> [What to work on] Leaving out the pictures, write the following records exactly as they read.

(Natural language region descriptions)
----------------

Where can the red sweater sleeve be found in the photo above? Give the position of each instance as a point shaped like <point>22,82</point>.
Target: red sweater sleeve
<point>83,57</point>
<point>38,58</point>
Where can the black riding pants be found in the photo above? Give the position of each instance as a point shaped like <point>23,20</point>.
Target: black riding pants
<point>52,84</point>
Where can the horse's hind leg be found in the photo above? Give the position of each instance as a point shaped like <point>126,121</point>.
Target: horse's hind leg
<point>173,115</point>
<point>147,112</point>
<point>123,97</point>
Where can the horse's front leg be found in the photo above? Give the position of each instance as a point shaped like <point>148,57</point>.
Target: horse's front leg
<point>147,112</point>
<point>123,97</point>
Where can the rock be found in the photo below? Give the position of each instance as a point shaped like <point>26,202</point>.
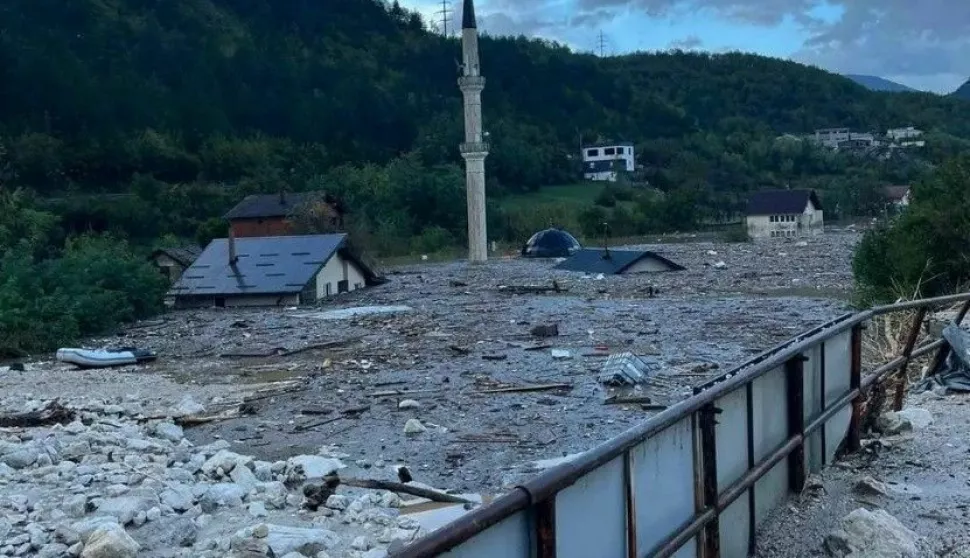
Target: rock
<point>918,418</point>
<point>169,431</point>
<point>414,426</point>
<point>258,509</point>
<point>873,534</point>
<point>337,502</point>
<point>110,541</point>
<point>225,461</point>
<point>222,495</point>
<point>361,543</point>
<point>869,486</point>
<point>313,466</point>
<point>187,406</point>
<point>891,424</point>
<point>125,508</point>
<point>283,540</point>
<point>244,478</point>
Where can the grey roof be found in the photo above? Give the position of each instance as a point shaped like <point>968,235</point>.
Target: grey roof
<point>266,265</point>
<point>268,205</point>
<point>468,15</point>
<point>596,261</point>
<point>772,202</point>
<point>184,255</point>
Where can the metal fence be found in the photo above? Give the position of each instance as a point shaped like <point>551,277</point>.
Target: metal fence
<point>698,479</point>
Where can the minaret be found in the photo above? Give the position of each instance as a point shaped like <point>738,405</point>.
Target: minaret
<point>474,149</point>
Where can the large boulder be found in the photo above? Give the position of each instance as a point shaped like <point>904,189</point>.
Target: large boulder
<point>872,534</point>
<point>110,541</point>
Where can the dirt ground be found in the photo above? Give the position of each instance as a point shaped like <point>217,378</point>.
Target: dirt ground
<point>927,479</point>
<point>462,336</point>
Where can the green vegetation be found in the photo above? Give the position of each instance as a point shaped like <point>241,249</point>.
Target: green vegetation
<point>923,251</point>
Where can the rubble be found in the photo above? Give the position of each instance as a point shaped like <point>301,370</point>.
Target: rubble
<point>134,488</point>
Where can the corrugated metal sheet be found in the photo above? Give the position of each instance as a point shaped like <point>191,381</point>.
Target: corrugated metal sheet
<point>266,265</point>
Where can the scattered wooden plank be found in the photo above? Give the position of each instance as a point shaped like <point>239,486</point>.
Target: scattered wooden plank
<point>402,488</point>
<point>526,389</point>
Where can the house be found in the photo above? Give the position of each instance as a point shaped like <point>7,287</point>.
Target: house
<point>617,262</point>
<point>172,262</point>
<point>272,214</point>
<point>602,162</point>
<point>897,196</point>
<point>272,271</point>
<point>784,213</point>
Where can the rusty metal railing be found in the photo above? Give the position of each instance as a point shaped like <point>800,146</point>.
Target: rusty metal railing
<point>661,488</point>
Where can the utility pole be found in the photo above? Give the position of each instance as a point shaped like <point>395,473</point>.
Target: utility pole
<point>445,13</point>
<point>601,44</point>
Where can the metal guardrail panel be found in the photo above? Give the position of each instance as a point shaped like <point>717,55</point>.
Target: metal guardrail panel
<point>838,361</point>
<point>509,538</point>
<point>591,515</point>
<point>770,432</point>
<point>662,474</point>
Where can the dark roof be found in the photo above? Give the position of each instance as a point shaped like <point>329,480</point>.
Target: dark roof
<point>184,255</point>
<point>267,205</point>
<point>594,261</point>
<point>468,15</point>
<point>266,265</point>
<point>771,202</point>
<point>551,243</point>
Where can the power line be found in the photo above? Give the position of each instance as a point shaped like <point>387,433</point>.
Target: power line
<point>444,12</point>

----------------

> [Final answer]
Where can the red sweater sleeve be found in the photo above? Give the position of each instance as a point shaped like <point>22,82</point>.
Target: red sweater sleeve
<point>83,57</point>
<point>38,58</point>
Where can the black riding pants be found in the photo above? Give the position of each instance as a point shaped like <point>23,20</point>.
Target: black riding pants
<point>52,84</point>
Where can the horse's hind leg be found in the photo above? Give the position of each instance as a point shaped like <point>126,121</point>.
Target: horse's hind leg
<point>173,115</point>
<point>147,112</point>
<point>123,97</point>
Where can the horse's front leg be found in the photo above? Give the position of each instance as a point shaped like <point>148,57</point>.
Target: horse's front leg
<point>147,112</point>
<point>123,97</point>
Where can the rock be found in the photo below? Give the position of each instance as a point shaped like <point>26,202</point>.
Target: rock
<point>918,418</point>
<point>169,431</point>
<point>414,426</point>
<point>258,509</point>
<point>873,534</point>
<point>337,502</point>
<point>110,541</point>
<point>225,461</point>
<point>222,495</point>
<point>361,543</point>
<point>869,486</point>
<point>313,466</point>
<point>187,406</point>
<point>891,424</point>
<point>125,508</point>
<point>283,540</point>
<point>244,478</point>
Where can the grey roof be found in the photo above? Give the position of each instance as a point shaped like <point>968,235</point>.
Target: grey roof
<point>266,265</point>
<point>268,205</point>
<point>468,15</point>
<point>596,261</point>
<point>772,202</point>
<point>184,255</point>
Where can the metal fence be found in the photo above? Give the position of each instance as a point shaped like <point>551,277</point>.
Target: metal fence
<point>698,479</point>
Where can the minaret be found in the photo above? Give the position of each instance as a point shaped like <point>738,405</point>.
Target: minaret
<point>474,149</point>
Where can the large boulder be found in the photo above? Give the position of each instance as a point shaped like <point>904,189</point>.
Target: large boulder
<point>872,534</point>
<point>110,541</point>
Where can the dirt ground be found in the photo above? Give the position of each instance as a point shaped like <point>217,378</point>.
Target: dirt ground
<point>927,479</point>
<point>462,336</point>
Where can the green vegetation be found in the photo above? Give the position of each instance as a point shaped like <point>241,249</point>.
Target: green vegetation
<point>923,251</point>
Where can the rubble be found in the photo above? Give the position of each instance as a point shaped like <point>301,370</point>.
Target: rubble
<point>134,488</point>
Where can the corrugated metal sheet be found in the photo above? Give the position of each instance as a point shaped like <point>191,381</point>.
Target: corrugated metal sheet
<point>266,265</point>
Where can the scattered wooden plank be found in the photo above? Give the position of each instance as a point shaped like <point>239,486</point>.
Target: scattered wooden plank
<point>402,488</point>
<point>526,389</point>
Where can the house be found in the photo above? Give the position of each instance as a point shaped like <point>7,287</point>.
Target: house
<point>617,262</point>
<point>172,262</point>
<point>272,214</point>
<point>602,162</point>
<point>897,196</point>
<point>272,271</point>
<point>784,213</point>
Where can the rusty metal railing be found in the photo above? Give the position of each instance as a point shaped like <point>800,146</point>.
Target: rusty metal railing
<point>661,488</point>
Where can the utility pole be found in the photo above? Give the position of each instance as a point shaped like <point>395,473</point>.
Target: utility pole
<point>445,13</point>
<point>601,44</point>
Where can the metal guardrail panel be found in the photo above? Give the position of each instance as a point shaped like <point>717,55</point>.
Target: metal guardrail panel
<point>838,361</point>
<point>509,538</point>
<point>591,515</point>
<point>770,432</point>
<point>662,474</point>
Where can the dark roof be found in the photo above? Give the position of each instance as a point shaped like <point>329,480</point>.
Target: dark roof
<point>184,255</point>
<point>267,205</point>
<point>594,261</point>
<point>468,15</point>
<point>266,265</point>
<point>771,202</point>
<point>551,243</point>
Where can the power line be found in the photo above? Give the position of each instance as a point shaped like <point>387,433</point>.
Target: power line
<point>444,12</point>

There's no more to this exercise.